WHAT YOU WILL DO: Copy exactly the run of lines that begins at the line with "Phrase: player's forearm" and ends at the final line of the entries.

Dataset entries:
++++++

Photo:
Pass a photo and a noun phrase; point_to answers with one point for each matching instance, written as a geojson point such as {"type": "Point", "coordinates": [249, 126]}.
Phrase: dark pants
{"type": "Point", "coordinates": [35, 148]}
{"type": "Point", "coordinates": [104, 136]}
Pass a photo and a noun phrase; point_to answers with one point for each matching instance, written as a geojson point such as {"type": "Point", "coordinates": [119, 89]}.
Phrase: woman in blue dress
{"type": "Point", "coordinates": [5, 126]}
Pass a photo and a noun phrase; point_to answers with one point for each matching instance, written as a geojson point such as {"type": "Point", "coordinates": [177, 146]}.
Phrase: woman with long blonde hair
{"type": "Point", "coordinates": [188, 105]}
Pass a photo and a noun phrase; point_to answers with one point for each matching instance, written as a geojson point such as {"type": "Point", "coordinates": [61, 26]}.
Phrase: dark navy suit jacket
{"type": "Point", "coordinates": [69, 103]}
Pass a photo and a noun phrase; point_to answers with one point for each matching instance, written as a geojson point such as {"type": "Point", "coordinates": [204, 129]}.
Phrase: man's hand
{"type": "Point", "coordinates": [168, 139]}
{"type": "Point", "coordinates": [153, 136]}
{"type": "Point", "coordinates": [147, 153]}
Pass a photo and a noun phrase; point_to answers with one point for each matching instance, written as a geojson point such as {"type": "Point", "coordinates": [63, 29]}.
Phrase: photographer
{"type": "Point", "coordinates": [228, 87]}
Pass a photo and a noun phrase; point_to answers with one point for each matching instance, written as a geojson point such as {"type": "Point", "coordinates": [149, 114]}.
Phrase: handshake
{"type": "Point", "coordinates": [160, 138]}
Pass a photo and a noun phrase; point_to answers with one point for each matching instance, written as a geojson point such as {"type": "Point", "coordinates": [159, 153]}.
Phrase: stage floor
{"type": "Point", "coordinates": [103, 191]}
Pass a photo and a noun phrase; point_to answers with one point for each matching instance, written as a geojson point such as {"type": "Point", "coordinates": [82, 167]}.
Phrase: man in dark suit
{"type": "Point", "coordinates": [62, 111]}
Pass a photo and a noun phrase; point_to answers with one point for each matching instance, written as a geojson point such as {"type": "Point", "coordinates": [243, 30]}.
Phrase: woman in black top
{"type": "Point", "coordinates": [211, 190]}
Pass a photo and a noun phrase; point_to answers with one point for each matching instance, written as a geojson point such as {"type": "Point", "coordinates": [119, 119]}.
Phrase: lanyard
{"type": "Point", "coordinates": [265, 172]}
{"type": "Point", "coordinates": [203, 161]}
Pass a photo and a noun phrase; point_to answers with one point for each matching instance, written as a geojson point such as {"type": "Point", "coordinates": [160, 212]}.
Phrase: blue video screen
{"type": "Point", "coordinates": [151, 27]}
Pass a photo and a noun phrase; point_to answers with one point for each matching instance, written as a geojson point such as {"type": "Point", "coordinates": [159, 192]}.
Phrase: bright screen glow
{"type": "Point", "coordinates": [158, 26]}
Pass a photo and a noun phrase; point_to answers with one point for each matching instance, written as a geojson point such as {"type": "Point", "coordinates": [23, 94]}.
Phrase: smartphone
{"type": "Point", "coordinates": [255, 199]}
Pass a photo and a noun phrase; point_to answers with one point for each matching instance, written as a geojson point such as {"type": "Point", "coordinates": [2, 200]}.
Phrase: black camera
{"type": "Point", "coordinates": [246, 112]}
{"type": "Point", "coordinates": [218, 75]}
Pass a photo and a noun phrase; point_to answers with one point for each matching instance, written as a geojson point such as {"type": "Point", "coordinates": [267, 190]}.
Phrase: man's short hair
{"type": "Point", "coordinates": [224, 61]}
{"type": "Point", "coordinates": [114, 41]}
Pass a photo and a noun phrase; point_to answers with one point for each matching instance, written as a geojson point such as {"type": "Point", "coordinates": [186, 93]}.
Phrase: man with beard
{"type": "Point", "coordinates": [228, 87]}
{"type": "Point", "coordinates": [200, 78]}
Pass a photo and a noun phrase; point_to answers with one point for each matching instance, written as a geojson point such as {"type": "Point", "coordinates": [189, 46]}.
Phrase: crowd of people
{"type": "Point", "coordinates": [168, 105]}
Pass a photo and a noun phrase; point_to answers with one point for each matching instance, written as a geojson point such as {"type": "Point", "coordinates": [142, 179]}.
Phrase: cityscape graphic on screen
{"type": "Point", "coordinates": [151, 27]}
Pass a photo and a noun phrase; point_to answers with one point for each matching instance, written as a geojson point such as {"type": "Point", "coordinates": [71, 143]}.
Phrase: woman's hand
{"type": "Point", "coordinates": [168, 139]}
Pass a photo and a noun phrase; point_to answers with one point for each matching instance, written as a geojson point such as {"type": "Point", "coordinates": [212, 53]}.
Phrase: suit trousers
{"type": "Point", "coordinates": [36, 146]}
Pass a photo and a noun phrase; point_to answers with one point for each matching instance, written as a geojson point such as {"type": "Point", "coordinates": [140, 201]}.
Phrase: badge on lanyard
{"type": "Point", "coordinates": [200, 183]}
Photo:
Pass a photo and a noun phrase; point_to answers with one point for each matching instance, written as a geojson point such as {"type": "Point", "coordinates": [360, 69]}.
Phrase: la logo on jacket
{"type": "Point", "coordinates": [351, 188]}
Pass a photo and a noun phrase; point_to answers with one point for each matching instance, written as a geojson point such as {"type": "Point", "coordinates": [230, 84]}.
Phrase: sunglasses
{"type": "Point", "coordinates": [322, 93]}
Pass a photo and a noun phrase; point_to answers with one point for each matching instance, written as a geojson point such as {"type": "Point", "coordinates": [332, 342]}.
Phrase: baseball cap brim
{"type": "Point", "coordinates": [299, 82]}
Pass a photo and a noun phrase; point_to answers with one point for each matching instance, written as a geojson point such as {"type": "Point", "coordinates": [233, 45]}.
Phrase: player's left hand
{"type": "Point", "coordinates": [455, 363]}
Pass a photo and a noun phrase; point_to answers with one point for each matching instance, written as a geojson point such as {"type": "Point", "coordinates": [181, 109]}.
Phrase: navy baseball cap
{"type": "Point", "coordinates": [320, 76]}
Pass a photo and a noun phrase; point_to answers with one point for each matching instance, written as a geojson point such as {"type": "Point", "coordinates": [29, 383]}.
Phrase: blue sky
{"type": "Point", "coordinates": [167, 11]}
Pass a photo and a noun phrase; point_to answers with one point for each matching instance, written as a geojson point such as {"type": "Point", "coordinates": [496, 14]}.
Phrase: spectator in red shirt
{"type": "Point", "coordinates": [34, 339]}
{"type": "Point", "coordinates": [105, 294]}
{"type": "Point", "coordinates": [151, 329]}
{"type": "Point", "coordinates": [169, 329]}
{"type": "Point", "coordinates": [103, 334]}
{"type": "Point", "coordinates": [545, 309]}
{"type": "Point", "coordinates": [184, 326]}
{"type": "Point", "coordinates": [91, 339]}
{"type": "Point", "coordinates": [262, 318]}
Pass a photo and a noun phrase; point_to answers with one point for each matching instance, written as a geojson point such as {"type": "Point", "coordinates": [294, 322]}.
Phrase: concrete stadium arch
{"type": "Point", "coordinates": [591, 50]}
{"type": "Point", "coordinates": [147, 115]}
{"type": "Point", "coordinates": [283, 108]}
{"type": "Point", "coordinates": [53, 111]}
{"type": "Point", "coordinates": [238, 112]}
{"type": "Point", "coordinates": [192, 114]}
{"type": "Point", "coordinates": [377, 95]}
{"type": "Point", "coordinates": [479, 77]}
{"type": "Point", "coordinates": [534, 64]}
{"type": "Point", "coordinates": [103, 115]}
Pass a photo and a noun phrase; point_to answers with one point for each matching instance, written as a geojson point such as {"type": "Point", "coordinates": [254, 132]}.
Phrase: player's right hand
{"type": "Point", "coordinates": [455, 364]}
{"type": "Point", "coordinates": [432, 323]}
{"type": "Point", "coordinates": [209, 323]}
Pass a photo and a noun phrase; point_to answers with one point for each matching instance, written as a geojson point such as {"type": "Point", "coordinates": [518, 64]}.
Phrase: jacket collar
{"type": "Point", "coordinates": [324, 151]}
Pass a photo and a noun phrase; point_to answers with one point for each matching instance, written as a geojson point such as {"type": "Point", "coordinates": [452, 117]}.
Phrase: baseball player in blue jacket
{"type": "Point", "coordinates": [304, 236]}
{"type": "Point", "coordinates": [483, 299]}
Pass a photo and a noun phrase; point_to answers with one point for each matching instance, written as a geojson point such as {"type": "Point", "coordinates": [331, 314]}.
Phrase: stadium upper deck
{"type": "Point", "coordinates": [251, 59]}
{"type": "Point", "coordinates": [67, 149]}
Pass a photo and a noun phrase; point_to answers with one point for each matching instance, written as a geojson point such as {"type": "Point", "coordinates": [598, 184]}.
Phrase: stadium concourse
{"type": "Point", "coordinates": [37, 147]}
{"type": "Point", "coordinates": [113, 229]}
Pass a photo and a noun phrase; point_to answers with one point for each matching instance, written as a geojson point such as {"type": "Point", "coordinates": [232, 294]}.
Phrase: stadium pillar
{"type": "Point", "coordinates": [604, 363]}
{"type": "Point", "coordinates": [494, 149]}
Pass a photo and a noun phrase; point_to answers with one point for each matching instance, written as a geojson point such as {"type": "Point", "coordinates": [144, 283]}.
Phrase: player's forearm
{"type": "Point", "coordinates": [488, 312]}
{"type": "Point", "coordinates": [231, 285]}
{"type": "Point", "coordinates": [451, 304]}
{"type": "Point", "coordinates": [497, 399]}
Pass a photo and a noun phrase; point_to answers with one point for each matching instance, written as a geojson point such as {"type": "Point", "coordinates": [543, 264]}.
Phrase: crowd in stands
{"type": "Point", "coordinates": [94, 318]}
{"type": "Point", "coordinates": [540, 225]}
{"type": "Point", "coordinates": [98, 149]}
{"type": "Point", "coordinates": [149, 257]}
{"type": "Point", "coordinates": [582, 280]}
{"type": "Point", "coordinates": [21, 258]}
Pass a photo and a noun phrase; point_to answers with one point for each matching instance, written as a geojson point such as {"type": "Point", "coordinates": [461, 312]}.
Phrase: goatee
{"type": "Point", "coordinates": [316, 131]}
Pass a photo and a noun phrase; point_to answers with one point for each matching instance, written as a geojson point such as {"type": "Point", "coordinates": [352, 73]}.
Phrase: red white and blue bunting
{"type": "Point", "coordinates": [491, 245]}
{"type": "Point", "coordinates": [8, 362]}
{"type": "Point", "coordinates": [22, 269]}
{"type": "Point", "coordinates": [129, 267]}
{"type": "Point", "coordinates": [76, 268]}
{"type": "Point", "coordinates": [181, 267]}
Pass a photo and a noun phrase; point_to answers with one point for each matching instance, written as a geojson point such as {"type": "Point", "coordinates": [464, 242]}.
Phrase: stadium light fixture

++++++

RESPONSE TO THE TASK:
Phrase: player's forearm
{"type": "Point", "coordinates": [488, 312]}
{"type": "Point", "coordinates": [231, 285]}
{"type": "Point", "coordinates": [451, 304]}
{"type": "Point", "coordinates": [497, 399]}
Pass a photo and a noun phrase; point_to answers with one point for each matching instance, written as a geojson point such as {"type": "Point", "coordinates": [543, 264]}.
Phrase: crowd in stands
{"type": "Point", "coordinates": [94, 318]}
{"type": "Point", "coordinates": [540, 225]}
{"type": "Point", "coordinates": [98, 149]}
{"type": "Point", "coordinates": [149, 257]}
{"type": "Point", "coordinates": [582, 280]}
{"type": "Point", "coordinates": [21, 258]}
Pass a photo and a noun phrase; point_to answers with one point for each matching instance, written as a geojson point such as {"type": "Point", "coordinates": [461, 312]}.
Phrase: goatee
{"type": "Point", "coordinates": [316, 131]}
Pass a photo and a noun phrase; point_to answers with one point for each matching instance, written as a geojson point such as {"type": "Point", "coordinates": [352, 73]}.
Phrase: red white and blue bunting
{"type": "Point", "coordinates": [491, 245]}
{"type": "Point", "coordinates": [8, 362]}
{"type": "Point", "coordinates": [22, 269]}
{"type": "Point", "coordinates": [129, 267]}
{"type": "Point", "coordinates": [76, 268]}
{"type": "Point", "coordinates": [181, 267]}
Pass a photo and a noun phrase; point_to answers with one point for each matching instance, written as a geojson point such as {"type": "Point", "coordinates": [464, 242]}.
Phrase: stadium light fixture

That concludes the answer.